## JOB A
In the records below, turn the lines from the one containing "Record the location of each instance of the orange" through the one containing "(1211, 345)" into a numbered list, leaving out any blank lines.

## DOCUMENT EXCERPT

I started out this morning doing the usual library routine.  I stopped in at the McDonalds in the Tenmaya arcade as usual, and halfway through the meal I noticed a larg bug crawling across the floor. I’m pretty sure it was a cockroach. I saw several other people watching it too. No one moved to squash it or anything; they all just watched it like it was the official mascot of McDonalds, like a puppy or something.  I’ve never seen anything like that here before (except for the bug at Otis), but I bet bugs are pretty common.  I got up and left before I saw people bending down to feed the little guy.

 And They’re Off! 

I got to the library, which hadn’t quite opened yet. The front doors were open to the lobby, but the electric gate to the library was still closed. There were probably a hundred people waiting to get in. People here don’t just mill around waiting for something to open; they make lines. Lines here aren’t like lines in America. The idea of personal space is vastly different here. People will get right up to the person in front of them. Not touching, exactly, but within an inch or two. I suspect this is why people tend to cut in line in front of me; I stand back at the usual distance for an “American line.” Anyway, there were a hundred people chest-to-back standing inches apart waiting for the gate to go up. Finally, as the big clock chimed ten o’clock, the gate rose up, and let the people in. The lines go through the theft-detect system quickly and orderly, but once they get through the scanner, they break into a run, running to wherever they need to go.  They are in a hurry, because, you know, they might run out of books.

## JOB B
In the account of the morning trip to the library, at what time did the library's electric gate rise?

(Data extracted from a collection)
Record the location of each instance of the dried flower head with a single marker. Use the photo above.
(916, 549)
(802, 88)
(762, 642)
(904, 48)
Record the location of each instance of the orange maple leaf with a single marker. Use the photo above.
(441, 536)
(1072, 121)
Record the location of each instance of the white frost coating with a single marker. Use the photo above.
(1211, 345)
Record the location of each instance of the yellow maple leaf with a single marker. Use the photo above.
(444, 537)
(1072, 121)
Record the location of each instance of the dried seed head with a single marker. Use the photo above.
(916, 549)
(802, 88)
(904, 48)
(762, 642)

## EXERCISE OUTPUT A
1. Record the location of each instance of the orange maple leaf with a single marker. Use the photo above.
2. (441, 536)
3. (1072, 121)
4. Record the location of each instance of the white frost coating with a single marker. Use the photo above.
5. (1211, 345)

## EXERCISE OUTPUT B
At ten o'clock, as the big clock chimed.